### Assignment:
Please repeat the listing below exactly, but do not include its pictures.

### Dataset records:

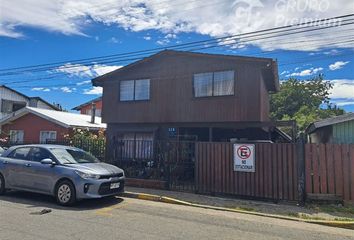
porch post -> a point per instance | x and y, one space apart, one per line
300 150
210 134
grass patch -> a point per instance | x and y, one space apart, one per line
249 209
345 219
305 216
333 209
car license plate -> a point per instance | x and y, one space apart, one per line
115 185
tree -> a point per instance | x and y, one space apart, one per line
305 101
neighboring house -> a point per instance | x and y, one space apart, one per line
33 125
190 96
339 129
12 100
86 108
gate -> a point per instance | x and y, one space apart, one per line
180 163
275 176
170 161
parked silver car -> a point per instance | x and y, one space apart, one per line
67 173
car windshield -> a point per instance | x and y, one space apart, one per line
72 156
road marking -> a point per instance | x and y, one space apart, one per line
107 211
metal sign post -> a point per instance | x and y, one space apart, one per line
244 157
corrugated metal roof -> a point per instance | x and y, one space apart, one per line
87 103
330 121
65 119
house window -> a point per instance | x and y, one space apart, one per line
46 136
16 136
134 90
214 84
137 145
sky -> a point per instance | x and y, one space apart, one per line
62 31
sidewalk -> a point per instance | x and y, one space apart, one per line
316 212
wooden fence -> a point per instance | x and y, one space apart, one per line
275 176
330 169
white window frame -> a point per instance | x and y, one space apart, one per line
213 85
17 139
134 97
41 138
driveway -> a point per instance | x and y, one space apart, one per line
123 218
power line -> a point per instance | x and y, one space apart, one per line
336 43
183 45
313 59
193 49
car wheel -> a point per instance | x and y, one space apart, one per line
2 185
65 193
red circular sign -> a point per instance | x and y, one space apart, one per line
244 152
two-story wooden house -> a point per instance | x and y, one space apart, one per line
190 96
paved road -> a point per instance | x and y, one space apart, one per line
123 218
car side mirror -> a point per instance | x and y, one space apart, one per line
48 161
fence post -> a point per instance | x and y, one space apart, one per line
300 149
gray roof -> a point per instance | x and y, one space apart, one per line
87 103
330 121
65 119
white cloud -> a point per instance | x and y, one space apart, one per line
337 65
284 72
93 91
83 82
79 70
147 38
67 89
306 72
114 40
40 89
345 103
342 88
215 19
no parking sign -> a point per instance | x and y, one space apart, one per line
244 155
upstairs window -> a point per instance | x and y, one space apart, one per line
16 136
135 90
214 84
47 136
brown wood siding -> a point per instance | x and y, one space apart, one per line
171 95
275 176
329 169
264 101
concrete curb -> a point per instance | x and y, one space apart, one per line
156 198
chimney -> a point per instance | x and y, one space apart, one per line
93 112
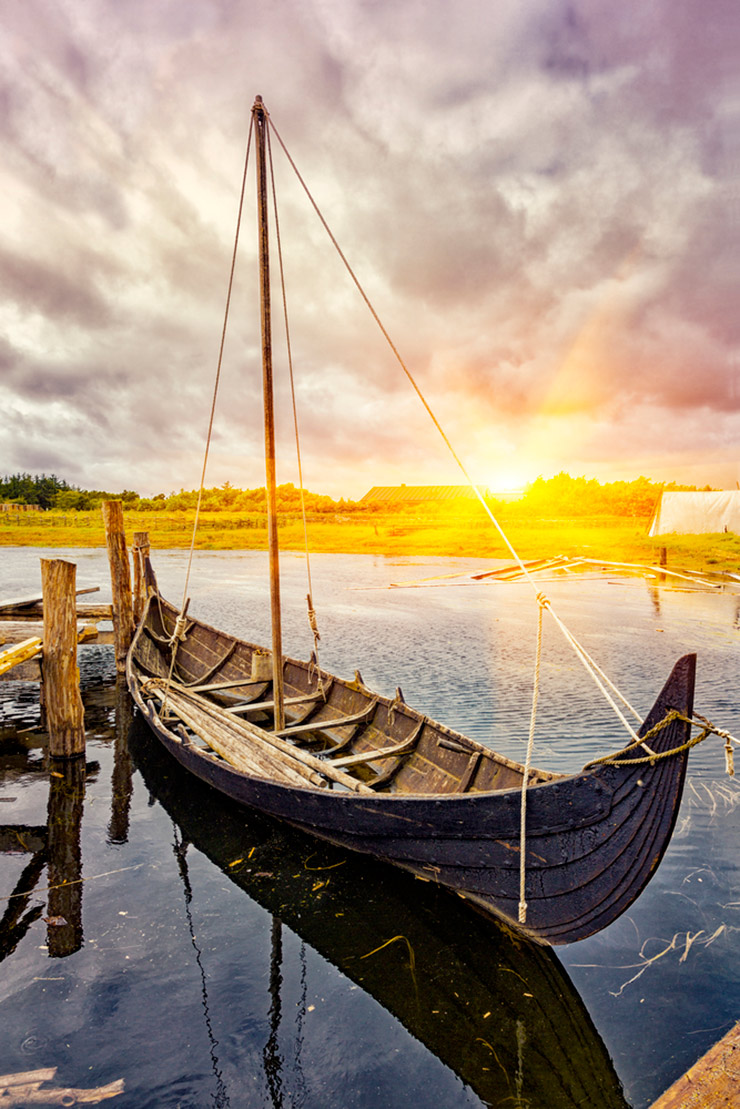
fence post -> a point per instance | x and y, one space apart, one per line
118 558
61 678
139 553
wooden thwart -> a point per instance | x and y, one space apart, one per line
713 1082
19 652
247 746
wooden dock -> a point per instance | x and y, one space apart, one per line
712 1082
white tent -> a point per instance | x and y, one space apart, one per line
691 514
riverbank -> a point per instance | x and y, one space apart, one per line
472 536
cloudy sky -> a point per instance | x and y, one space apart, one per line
539 196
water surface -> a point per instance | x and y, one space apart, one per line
222 959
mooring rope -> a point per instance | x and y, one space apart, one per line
527 764
706 729
178 633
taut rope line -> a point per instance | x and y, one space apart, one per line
179 632
312 614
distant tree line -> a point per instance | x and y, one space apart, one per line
560 496
47 490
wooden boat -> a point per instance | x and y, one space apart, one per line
374 775
499 1011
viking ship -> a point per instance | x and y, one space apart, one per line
556 856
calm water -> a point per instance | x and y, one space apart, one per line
215 958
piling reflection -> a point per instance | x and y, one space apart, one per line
497 1010
121 781
67 777
19 914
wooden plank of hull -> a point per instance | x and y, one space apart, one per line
473 983
594 838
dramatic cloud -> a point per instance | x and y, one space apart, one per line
539 197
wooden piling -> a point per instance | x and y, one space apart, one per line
118 558
64 821
61 678
139 553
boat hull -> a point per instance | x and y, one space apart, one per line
592 840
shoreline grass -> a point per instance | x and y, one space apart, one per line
604 537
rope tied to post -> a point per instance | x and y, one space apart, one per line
706 729
180 630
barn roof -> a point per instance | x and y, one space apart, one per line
416 494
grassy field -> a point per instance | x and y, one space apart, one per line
468 535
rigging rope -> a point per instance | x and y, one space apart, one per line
178 633
312 612
597 674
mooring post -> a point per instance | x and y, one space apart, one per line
118 558
139 553
61 678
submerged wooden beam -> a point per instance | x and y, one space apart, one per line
711 1082
34 611
139 553
23 1088
120 580
61 678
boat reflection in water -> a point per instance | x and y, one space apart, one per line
496 1009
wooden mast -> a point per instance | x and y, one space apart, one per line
260 118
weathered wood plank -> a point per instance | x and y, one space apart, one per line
19 602
712 1082
20 652
118 558
62 701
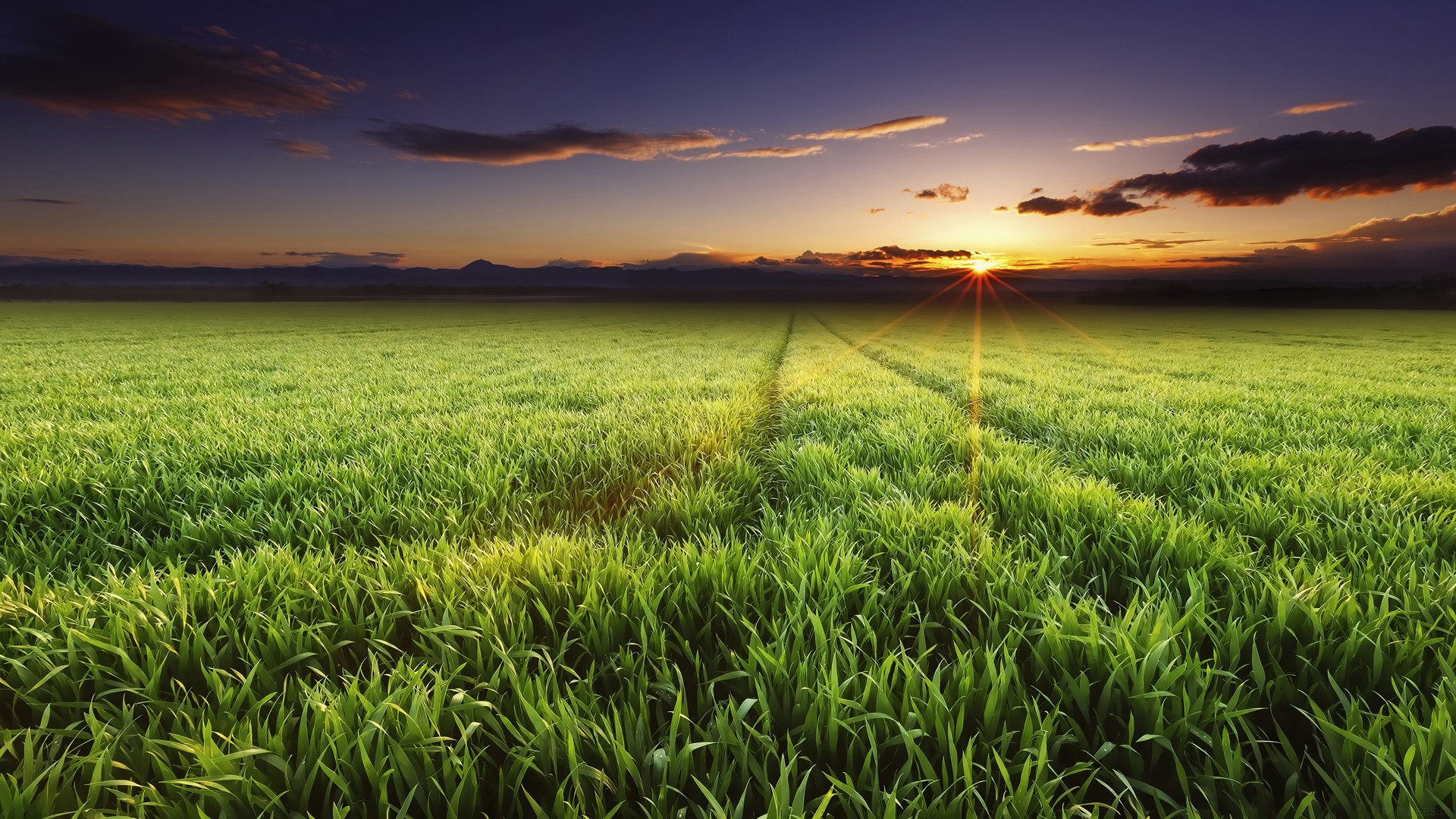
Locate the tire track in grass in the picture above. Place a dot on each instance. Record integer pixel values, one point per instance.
(1134, 535)
(730, 497)
(1263, 518)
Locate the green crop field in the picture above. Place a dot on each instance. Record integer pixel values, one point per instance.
(689, 561)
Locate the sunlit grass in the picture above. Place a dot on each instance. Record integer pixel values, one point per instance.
(571, 560)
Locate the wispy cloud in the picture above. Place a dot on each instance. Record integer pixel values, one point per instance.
(877, 130)
(1323, 165)
(944, 191)
(414, 140)
(85, 64)
(306, 149)
(1318, 107)
(338, 259)
(1152, 243)
(1147, 142)
(778, 152)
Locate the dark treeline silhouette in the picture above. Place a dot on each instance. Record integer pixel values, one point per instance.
(484, 280)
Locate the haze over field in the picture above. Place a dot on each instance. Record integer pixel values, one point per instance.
(1065, 137)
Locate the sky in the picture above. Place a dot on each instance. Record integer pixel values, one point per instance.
(913, 136)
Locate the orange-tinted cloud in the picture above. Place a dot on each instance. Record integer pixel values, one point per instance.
(306, 149)
(778, 152)
(337, 259)
(1147, 142)
(1152, 243)
(1103, 203)
(1318, 107)
(85, 64)
(1435, 226)
(877, 130)
(414, 140)
(1323, 165)
(943, 191)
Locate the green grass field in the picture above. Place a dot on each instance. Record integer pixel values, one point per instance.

### Response to this exercise:
porch post -> a point per instance | x and y, one space apart, one per line
300 150
210 134
grass patch -> a point per instance | x and y, one space apart, one per line
249 209
345 219
305 216
333 209
car license plate -> a point per instance | x and y, one space apart, one per line
115 185
tree -> a point per instance | x and y, one space apart, one per line
305 101
neighboring house -> a point per instance | x and y, one space apart, one per line
33 125
190 96
339 129
12 100
86 108
gate -> a point per instance | x and y, one space apart, one per line
180 163
275 176
170 161
parked silver car -> a point per instance | x and y, one space apart, one per line
67 173
car windshield -> a point per instance | x and y, one space apart, one per line
72 156
road marking -> a point per instance | x and y, one space apart, one per line
107 211
metal sign post -> a point per instance | x and y, one space apart, one per line
244 157
corrugated metal roof -> a point per instance | x and y, one space apart, one per line
87 103
330 121
65 119
house window -> a point per instance | x and y, one space apart, one per line
46 136
16 136
134 90
214 84
137 145
sky -> a point per instance | x and y, one space apart, one per line
62 31
sidewalk -> a point per instance | x and y, one space apart, one per line
316 212
wooden fence -> a point per instance | x and y, one space apart, one per line
275 176
330 169
white window frame -> a point per instance | x and y, one space apart, one per line
213 85
17 139
134 97
41 138
driveway -> a point per instance | x and y, one space apart, one per line
123 218
power line -> a point per instance | x and y, one space apart, one per line
336 43
183 45
313 59
193 49
car wheel -> a point per instance | x and y, one space apart, one per line
2 185
65 193
red circular sign -> a point per instance | x and y, one space apart, one per line
244 152
two-story wooden house -> a point per instance | x and y, one space apart, one per line
190 96
paved road -> a point per instance | x and y, one space apart, one per line
123 218
car side mirror -> a point per instance | x and y, one space apart, one per line
48 161
fence post -> a point per instance | x and y, one space apart, one per line
300 149
gray roof -> a point per instance | x and y, one space apart, one per line
87 103
330 121
65 119
white cloud -> a point per instance | x and y, one space apart, one per line
337 65
284 72
93 91
83 82
79 70
147 38
67 89
306 72
114 40
40 89
345 103
342 88
215 19
no parking sign -> a point per instance | x and y, one space apart, one per line
244 155
upstairs window -> a point per instance | x and y, one space apart, one per line
16 136
135 90
214 84
47 136
brown wood siding -> a point per instance | x and y, one space apart, one per line
171 95
275 176
329 169
264 101
concrete curb -> a point per instance | x and y, one space apart, one per line
156 198
chimney -> a point per instance | x and y, one space apart, one per line
93 112
fence post -> a point per instance | x and y, one space apart, one per line
118 558
61 678
139 553
wooden thwart -> a point per instance | x and y, one space apart, one per line
713 1082
19 652
247 746
wooden dock -> a point per instance | x and y, one space apart, one per line
712 1082
white tent -> a point per instance | x and y, one space apart, one per line
691 514
riverbank -> a point per instance | x and y, one space apart, one per line
472 536
cloudy sky -> a point per instance | x and y, one space apart, one per line
539 196
water surface -> a point per instance | x and y, one space apart, one per line
222 959
mooring rope -> a point per instance | x and y, one space apart, one per line
527 764
706 729
178 633
taut rope line -> a point per instance | x and y, one space apart, one per line
179 632
312 614
distant tree line -> a point per instance | x and y, one space apart, one per line
560 496
47 490
wooden boat -> a point per instance | x and y, one space apart, one per line
374 775
499 1011
viking ship -> a point per instance | x and y, one space apart, one per line
556 856
calm water -> a point per instance | x and y, one space apart, one per line
215 958
piling reflection -> a point per instance | x and y, one space apart, one per line
497 1010
121 781
67 777
19 914
wooden plank of hull -> a point per instance | x and y, one space apart, one per line
473 983
594 838
dramatic cloud -> a point per instance | x and y, one space apart, one per line
539 197
wooden piling -> a point per instance | x and y, one space apart, one per line
118 558
64 821
61 678
139 553
boat hull -> a point per instance | x and y, one space apart, one per line
592 840
shoreline grass -> a point per instance | x and y, one space apart, one per line
604 537
rope tied to post -> a point per instance | x and y, one space apart, one per line
706 729
180 630
barn roof -> a point per instance | x and y, one space apart, one per line
416 494
grassy field -> a point per instance | x and y, one space apart, one per line
468 535
rigging rope -> a point per instance | x and y, one space apart, one per line
178 633
312 612
597 674
mooring post -> a point per instance | x and y, one space apart, one per line
118 558
139 553
61 678
submerged wooden beam -> a point per instance | x and y, one space apart, one per line
711 1082
34 611
139 553
23 1088
120 580
61 678
boat reflection in water -> a point per instance | x and y, one space apart, one per line
496 1009
wooden mast -> a point per instance | x and y, one space apart, one per line
260 118
weathered wood plank -> a point per instance | x and y, one space apart, one per line
19 602
712 1082
20 652
118 558
62 701
Locate the tire track in grass in the picture above. Place a dot on each instance. Record integer pixel values, one point per instance.
(1134, 535)
(730, 497)
(1263, 518)
Locate the green crop field in the picture above. Place a dot on each instance. Record integer pixel values, one point per instance.
(689, 561)
Locate the sunlit grass in the picture above. Place a dot on each instance. Record integer pixel values, one point per instance.
(571, 560)
Locate the wispy cloud in the picture above. Place a dot on each instance. Record integer pixel values, one point per instance.
(877, 130)
(1323, 165)
(944, 191)
(414, 140)
(85, 64)
(306, 149)
(1318, 107)
(338, 259)
(1152, 243)
(1147, 142)
(778, 152)
Locate the dark treeline silhouette in the picture above. Place a dot on each instance. Record integer pixel values, one point per instance.
(484, 280)
Locate the haze over field in the picture above. Place a dot on each instance. Record integer pixel values, one point per instance.
(1065, 137)
Locate the sky in the picture above. Place a dot on each instance. Record integer pixel values, one point per instance.
(913, 136)
Locate the orange-tinted cloud in the picture above. Place a dot on each instance. Record integer pixel values, one point per instance.
(306, 149)
(778, 152)
(337, 259)
(1147, 142)
(1152, 243)
(1103, 203)
(1318, 107)
(85, 64)
(1435, 226)
(877, 130)
(414, 140)
(1323, 165)
(943, 191)
Locate the green grass field in the picture above. Place a dot on each instance. Record integer pixel values, one point per instance.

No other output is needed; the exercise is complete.